**What is asked**
Starting with the line that contains "of every striped" and going on through the line that contains "[350,210,752,707]", rewrite those lines of the records below in full, keeping the wording of each line unchanged. Scale every bounding-box coordinate in the answers by 0.9 and round to whole numbers, with halves going up.

**Supplied material**
___

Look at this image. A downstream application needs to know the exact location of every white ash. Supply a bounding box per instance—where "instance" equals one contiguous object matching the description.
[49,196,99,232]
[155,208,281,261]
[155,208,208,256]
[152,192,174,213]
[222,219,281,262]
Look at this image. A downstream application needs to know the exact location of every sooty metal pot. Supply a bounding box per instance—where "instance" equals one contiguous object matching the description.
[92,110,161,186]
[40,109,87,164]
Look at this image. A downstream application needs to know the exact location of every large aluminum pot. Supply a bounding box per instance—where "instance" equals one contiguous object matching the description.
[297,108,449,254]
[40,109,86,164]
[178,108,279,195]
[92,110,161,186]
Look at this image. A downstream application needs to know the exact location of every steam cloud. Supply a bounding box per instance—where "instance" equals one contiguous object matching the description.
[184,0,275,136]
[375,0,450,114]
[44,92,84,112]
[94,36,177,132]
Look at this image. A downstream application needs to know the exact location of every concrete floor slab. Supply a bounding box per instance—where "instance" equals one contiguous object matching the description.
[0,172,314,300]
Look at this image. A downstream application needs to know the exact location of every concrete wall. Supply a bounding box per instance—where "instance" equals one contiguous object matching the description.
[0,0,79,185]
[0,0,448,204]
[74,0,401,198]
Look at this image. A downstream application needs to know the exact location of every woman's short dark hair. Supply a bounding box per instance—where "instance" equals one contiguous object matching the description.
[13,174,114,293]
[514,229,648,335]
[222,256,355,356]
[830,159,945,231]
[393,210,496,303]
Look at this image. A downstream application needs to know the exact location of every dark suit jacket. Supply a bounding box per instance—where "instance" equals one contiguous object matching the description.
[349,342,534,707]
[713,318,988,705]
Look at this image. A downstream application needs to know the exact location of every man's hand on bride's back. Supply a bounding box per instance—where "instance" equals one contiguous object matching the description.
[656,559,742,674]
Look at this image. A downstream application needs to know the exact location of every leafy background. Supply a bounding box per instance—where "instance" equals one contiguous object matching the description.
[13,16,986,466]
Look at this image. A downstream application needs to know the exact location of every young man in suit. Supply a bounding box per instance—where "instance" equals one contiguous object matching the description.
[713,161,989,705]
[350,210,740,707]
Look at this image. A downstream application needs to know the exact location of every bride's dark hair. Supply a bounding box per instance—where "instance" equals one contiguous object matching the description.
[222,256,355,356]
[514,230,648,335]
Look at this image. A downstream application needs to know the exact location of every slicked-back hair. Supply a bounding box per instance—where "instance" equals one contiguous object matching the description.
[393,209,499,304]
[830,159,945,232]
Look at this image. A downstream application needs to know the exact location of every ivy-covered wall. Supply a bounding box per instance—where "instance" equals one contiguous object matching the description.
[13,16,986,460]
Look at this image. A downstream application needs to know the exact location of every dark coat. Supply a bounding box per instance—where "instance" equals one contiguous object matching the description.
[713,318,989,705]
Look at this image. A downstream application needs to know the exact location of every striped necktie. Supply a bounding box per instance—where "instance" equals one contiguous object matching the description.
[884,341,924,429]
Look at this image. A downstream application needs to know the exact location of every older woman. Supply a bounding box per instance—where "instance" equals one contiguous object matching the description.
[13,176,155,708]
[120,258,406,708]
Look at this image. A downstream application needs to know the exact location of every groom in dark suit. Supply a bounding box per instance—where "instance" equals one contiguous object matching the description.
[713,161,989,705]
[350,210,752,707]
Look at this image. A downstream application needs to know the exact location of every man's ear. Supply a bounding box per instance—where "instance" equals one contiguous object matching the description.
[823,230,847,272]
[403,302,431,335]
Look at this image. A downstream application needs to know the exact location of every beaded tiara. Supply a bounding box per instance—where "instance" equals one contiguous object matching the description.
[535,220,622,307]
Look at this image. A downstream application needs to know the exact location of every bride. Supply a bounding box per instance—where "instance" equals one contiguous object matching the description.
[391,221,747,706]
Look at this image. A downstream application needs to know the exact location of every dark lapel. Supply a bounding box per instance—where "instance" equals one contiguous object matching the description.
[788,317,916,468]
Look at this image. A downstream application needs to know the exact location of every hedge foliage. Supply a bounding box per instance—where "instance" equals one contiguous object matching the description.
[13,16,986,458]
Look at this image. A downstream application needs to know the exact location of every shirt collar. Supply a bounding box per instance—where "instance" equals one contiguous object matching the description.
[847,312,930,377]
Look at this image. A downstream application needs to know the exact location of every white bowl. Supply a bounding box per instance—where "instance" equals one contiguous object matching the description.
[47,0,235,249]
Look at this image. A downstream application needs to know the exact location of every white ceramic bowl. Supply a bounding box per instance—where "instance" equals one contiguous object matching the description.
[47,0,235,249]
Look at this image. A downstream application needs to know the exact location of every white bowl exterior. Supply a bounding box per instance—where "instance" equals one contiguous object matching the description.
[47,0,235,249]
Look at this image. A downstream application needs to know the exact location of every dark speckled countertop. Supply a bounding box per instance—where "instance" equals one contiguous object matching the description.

___

**Response**
Look at this image. A downstream application needs to know the exact location of every striped necktie. Supply a bounding box per instance—where "instance" equals one contiguous object matching the description.
[796,307,832,386]
Look at this image. A downstream application needs to know the exact location of every older woman. Supply a bounding box per instance—where "instance" equals one contiguous object matching the description.
[12,158,140,637]
[108,232,365,637]
Look at this image. A downstream application needs to know the exact location of every groom in dark suit. Supply a bounding box per instance—where "instance" equals one contiguous object matching the description.
[642,145,890,635]
[315,189,677,636]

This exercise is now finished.